SHORT PROBLEM A>
Print the passage on compression seal installation below verbatim and in full.

PROVIDED PASSAGE>
Monitoring sealant stretch is an important check of installation methods. Good specifications require the contractor to lay a length of sealant parallel to a joint and cut the seal to exact length. Excess seal pro­truding from the joint after the contractor installs the seal is due to stretch. A measurement of this pro­truding seal provides an accurate number for calculating stretch percentage.

Most compression seal manufacturers make equip­ment for accurate seal installation (Figure 19). The most common are compress-eject machines. The machines compress and insert a seal to a desired depth in continuous motion. The most advanced equipment automatically applies lubricant/adhesive along the sealant edges. Compress-eject machines remove most stretching and twisting problems that accompany hand installation (3). The machines are usually self-propelled or semi-self-propelled with a guide that keeps them on course over a joint.

Burrs along the sawed joints may make seal installa­tion difficult. Dragging a blunt pointed tool along sawed joints removes sharp edges. A mechanized wire brush will also remove burrs and provides con­sistent results (46). While this simple step eases seal installation, it may contaminate clean joints and should be done ahead of reservoir cleaning only when needed.

Image object location rows
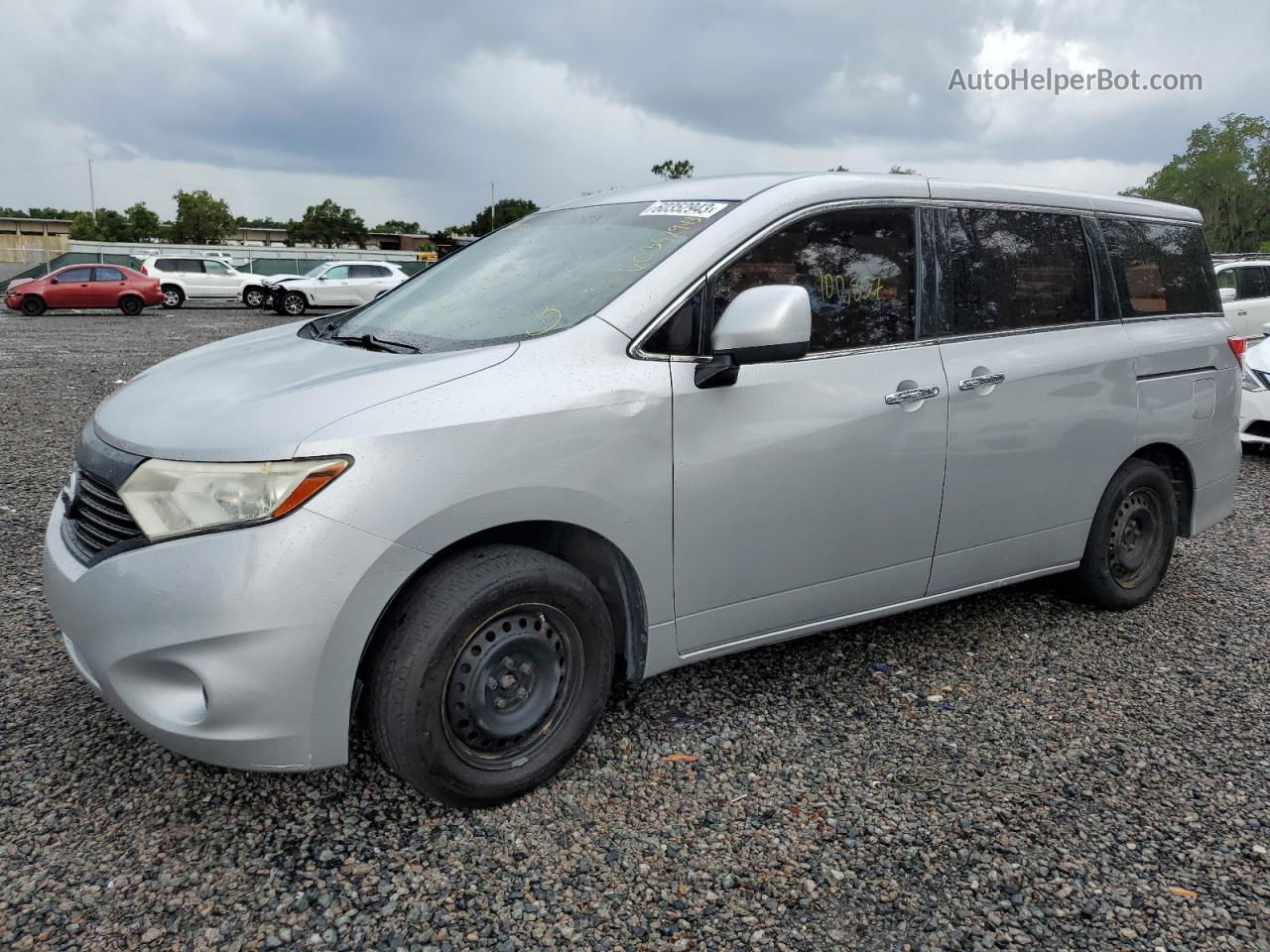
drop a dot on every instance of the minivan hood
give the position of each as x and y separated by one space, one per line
258 395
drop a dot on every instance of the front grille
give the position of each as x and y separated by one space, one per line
98 517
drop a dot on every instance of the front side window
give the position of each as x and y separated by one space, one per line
1011 271
858 268
1252 282
541 275
1161 268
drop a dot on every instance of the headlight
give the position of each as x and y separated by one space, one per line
173 498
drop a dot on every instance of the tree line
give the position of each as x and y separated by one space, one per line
204 220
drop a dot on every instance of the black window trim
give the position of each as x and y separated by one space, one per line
924 206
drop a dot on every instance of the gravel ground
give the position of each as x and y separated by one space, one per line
1006 771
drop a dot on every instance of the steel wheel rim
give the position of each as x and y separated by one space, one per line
511 685
1137 537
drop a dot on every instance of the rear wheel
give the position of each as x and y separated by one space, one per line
494 671
294 303
1132 538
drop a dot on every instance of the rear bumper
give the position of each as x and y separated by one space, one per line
235 648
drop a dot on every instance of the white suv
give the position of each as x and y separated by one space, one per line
1245 287
333 285
203 278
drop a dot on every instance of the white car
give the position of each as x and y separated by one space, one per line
202 278
1245 290
333 285
1255 407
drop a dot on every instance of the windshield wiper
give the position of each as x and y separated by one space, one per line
372 343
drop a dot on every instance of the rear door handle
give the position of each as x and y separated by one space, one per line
984 380
911 395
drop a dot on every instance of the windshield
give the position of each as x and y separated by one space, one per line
541 275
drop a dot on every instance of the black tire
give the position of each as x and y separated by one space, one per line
445 708
1130 540
293 303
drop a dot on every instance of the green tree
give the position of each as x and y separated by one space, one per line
200 218
1224 173
395 226
329 225
141 225
507 211
672 169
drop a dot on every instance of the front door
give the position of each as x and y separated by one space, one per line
1043 395
803 494
73 289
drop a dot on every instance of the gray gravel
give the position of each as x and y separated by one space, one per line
1006 771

SHORT PROBLEM B>
From the rows above, collect each line that contains the word "window".

EXERCISE RESULT A>
Monitoring sealant stretch is an important check of installation methods. Good specifications require the contractor to lay a length of sealant parallel to a joint and cut the seal to exact length. Excess seal pro­truding from the joint after the contractor installs the seal is due to stretch. A measurement of this pro­truding seal provides an accurate number for calculating stretch percentage.

Most compression seal manufacturers make equip­ment for accurate seal installation (Figure 19). The most common are compress-eject machines. The machines compress and insert a seal to a desired depth in continuous motion. The most advanced equipment automatically applies lubricant/adhesive along the sealant edges. Compress-eject machines remove most stretching and twisting problems that accompany hand installation (3). The machines are usually self-propelled or semi-self-propelled with a guide that keeps them on course over a joint.

Burrs along the sawed joints may make seal installa­tion difficult. Dragging a blunt pointed tool along sawed joints removes sharp edges. A mechanized wire brush will also remove burrs and provides con­sistent results (46). While this simple step eases seal installation, it may contaminate clean joints and should be done ahead of reservoir cleaning only when needed.

EXERCISE RESULT B>
drop a dot on every instance of the front side window
drop a dot on every instance of the black window trim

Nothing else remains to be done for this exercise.